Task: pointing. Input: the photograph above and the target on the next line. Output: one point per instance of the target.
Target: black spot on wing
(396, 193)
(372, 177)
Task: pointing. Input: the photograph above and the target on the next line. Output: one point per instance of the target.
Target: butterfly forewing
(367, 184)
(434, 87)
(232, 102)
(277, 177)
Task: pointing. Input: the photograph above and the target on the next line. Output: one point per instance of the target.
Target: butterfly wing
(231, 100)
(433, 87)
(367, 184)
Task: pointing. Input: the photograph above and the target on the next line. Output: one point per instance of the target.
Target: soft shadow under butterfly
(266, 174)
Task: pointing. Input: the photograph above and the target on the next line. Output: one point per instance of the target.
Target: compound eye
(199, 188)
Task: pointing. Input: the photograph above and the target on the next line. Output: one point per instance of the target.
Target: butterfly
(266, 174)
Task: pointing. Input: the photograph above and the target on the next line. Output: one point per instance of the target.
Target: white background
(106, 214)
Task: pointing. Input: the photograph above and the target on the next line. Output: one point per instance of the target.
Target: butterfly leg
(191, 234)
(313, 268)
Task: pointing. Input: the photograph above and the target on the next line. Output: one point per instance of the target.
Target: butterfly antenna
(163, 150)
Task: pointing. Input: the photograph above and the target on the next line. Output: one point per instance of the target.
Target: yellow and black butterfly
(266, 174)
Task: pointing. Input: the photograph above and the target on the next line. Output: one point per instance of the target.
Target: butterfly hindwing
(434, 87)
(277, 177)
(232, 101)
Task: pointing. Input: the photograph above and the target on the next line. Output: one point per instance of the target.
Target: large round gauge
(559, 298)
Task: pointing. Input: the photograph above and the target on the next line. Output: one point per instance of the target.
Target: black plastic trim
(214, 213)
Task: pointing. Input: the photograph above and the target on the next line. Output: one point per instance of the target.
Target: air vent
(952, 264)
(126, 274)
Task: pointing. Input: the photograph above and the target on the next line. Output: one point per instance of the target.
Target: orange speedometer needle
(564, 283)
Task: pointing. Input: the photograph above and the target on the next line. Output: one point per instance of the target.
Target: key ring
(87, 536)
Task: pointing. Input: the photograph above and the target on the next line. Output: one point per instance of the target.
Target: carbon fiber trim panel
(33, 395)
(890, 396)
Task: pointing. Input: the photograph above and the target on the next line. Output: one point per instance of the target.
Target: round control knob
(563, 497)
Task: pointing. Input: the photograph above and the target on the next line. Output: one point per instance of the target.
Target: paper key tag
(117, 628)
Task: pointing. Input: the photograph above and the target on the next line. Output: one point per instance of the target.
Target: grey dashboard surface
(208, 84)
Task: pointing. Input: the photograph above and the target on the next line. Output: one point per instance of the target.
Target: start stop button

**WHAT NEEDS TO BE DONE**
Output all of the data again, exactly.

**EXERCISE SOLUTION**
Task: pointing. Input: the photograph above and the target on the next line. Output: one point per instance of the target.
Target: black spot on wing
(396, 193)
(372, 177)
Task: pointing. Input: the photograph above and the target on the next line. Output: one point per instance of the target.
Target: butterfly forewing
(367, 184)
(434, 87)
(232, 102)
(277, 177)
Task: pointing. Input: the photograph above and the target on the next line. Output: one point per instance of the target.
Target: butterfly wing
(231, 100)
(433, 87)
(367, 184)
Task: pointing. Input: the photograph above and the target on the next line. Output: one point per instance of the target.
Target: soft shadow under butterfly
(266, 174)
Task: pointing. Input: the photograph above and the target on the next line. Output: one point per instance of the target.
Target: compound eye
(199, 188)
Task: pointing. Input: the photograph above and the target on the next line. Output: one point per instance of the target.
Target: butterfly
(266, 174)
Task: pointing. Input: the photograph above and the target on the next line. Output: one point per instance of the target.
Target: white background
(106, 214)
Task: pointing. Input: the photograph above and the target on the next line. Output: one point per instance of the target.
Target: butterfly leg
(191, 234)
(313, 268)
Task: pointing. Input: the photograph above and the target on the next line. Output: one point per instance of the target.
Target: butterfly antenna
(163, 150)
Task: pointing. Input: the photograph above and the target on the next line. Output: one point per instance of the target.
Target: yellow and black butterfly
(266, 174)
Task: pointing. Input: the photograph above and the target on the next line. Output: one point per instance of the target.
Target: butterfly hindwing
(434, 87)
(277, 177)
(232, 101)
Task: pointing. Input: the photograph above and the target on the next line. Output: one point per instance of the target.
Target: large round gauge
(559, 298)
Task: pointing. Input: the photograph above and the target on the next line. Output: one point per instance of the target.
Target: black plastic trim
(214, 213)
Task: pointing. Input: the photograph above and the target on the next line. Output: one point per instance of the target.
Target: air vent
(952, 264)
(126, 274)
Task: pointing. Input: the photograph above and the target on the next line. Output: one point per instance of the target.
Target: orange speedometer needle
(564, 283)
Task: pointing. Input: the photograph above and the target on the next line. Output: one point per instance of the target.
Target: key ring
(87, 536)
Task: pointing. Input: the photograph above and the target on the next line. Output: one point per instance of the target.
Target: carbon fiber trim panel
(33, 395)
(890, 396)
Task: pointing. Input: the photograph above and the target on the next line. Output: one point per instance of the target.
Target: round control knob
(563, 497)
Task: pointing. Input: the photograph above and the target on the next line. Output: one point per instance of the target.
Target: paper key tag
(117, 628)
Task: pointing. Input: the photograph above and the target on the next line. Output: one point per instance of the target.
Target: grey dashboard surface
(208, 84)
Task: pointing. Input: the photograph above and the target on the next line. Output: one point per instance of the target.
Target: start stop button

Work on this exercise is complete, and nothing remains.